### RECORDS PROVIDED
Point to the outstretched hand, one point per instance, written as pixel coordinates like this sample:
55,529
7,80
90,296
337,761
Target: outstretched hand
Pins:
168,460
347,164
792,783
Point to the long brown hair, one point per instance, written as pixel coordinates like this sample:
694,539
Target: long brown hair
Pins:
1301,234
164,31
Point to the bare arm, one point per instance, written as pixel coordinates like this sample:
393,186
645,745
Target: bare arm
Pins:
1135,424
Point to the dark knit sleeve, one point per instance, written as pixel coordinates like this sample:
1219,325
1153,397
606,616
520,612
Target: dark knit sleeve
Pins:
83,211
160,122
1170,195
######
### RECORDS PROVIDED
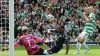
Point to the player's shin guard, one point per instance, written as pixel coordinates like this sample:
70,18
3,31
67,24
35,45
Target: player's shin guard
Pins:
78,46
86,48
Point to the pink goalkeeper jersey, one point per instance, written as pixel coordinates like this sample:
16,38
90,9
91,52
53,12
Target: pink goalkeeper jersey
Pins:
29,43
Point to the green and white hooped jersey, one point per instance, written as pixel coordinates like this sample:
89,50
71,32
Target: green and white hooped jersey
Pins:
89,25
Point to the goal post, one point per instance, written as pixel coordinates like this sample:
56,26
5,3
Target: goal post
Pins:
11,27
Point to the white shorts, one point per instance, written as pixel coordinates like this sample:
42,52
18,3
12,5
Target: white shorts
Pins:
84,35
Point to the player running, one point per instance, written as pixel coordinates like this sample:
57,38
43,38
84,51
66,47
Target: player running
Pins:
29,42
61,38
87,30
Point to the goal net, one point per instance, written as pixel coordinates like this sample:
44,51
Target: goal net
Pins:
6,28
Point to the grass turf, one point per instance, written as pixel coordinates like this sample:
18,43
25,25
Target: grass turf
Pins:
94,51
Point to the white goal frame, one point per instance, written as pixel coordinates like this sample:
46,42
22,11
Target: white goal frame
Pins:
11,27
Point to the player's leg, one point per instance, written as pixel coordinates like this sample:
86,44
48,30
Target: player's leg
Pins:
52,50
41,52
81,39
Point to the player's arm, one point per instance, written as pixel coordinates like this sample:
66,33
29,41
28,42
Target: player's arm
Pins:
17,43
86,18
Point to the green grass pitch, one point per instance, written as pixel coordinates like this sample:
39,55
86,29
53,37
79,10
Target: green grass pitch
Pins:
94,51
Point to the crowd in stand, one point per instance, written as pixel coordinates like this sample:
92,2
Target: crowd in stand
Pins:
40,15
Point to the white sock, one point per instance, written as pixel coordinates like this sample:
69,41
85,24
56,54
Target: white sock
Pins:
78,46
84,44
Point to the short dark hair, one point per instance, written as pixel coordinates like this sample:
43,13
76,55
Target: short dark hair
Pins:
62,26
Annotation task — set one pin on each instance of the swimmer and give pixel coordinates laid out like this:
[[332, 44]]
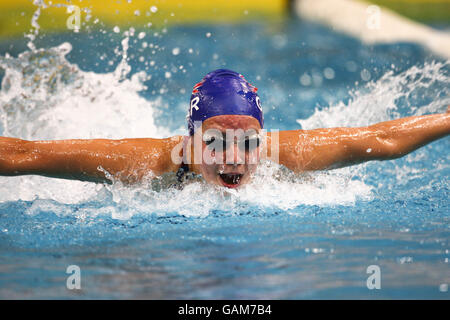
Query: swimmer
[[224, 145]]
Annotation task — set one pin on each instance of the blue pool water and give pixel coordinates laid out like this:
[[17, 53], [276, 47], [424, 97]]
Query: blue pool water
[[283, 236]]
######
◆ TO BE DONE ◆
Starting at the line that has "Point to the white shorts, one" and ending with the line that has "[[224, 145]]", rewrite the records with every "player's" changed to "athlete's" and nothing else altered. Give only those lines, without the pictures.

◆ THE OUTPUT ◆
Point to the white shorts, one point per instance, written as pixel coordinates like this sample:
42,52
18,3
12,5
Target: white shorts
Pins:
84,35
Point to the player running, one point per instance, written as pixel coordinates like this sample:
57,38
43,38
84,51
66,47
Target: player running
Pins:
29,42
61,38
87,30
Point to the goal net, one point per instance, written as pixel coordinates like this sample:
44,51
Target: goal net
Pins:
6,28
Point to the grass turf, one point per instance, written as pixel coordinates like this sample:
18,43
25,25
Target: grass turf
Pins:
94,51
Point to the white goal frame, one point per instance, written as pixel coordinates like this sample:
46,42
22,11
Target: white goal frame
Pins:
11,27
Point to the athlete's leg, one point per instance, written as pixel coordinates like this sample:
86,44
48,30
Target: athlete's leg
Pins:
52,50
41,52
81,39
Point to the athlete's arm, one point per instance, written as pixel coordinates like this sample:
66,33
29,41
28,42
Target: athlete's arm
Pins:
17,43
86,18
Point to the green grass pitch, one point per instance, written as pixel coordinates like this sample:
39,55
86,29
53,37
79,10
Target: green grass pitch
Pins:
94,51
Point to the crowd in stand, one point per instance, written as pixel coordinates like this sample:
92,2
Target: crowd in stand
Pins:
40,15
Point to the white sock, one point per instance, written as pixel coordinates like this sample:
69,41
85,24
56,54
Target: white sock
Pins:
78,46
84,44
Point to the short dark hair, one point per instance, written as pixel coordinates like this sample:
43,13
76,55
Target: short dark hair
Pins:
62,26
Annotation task — set one pin on each instance of the swimmer and give pixel coordinates laid out like this:
[[332, 44]]
Query: swimmer
[[224, 145]]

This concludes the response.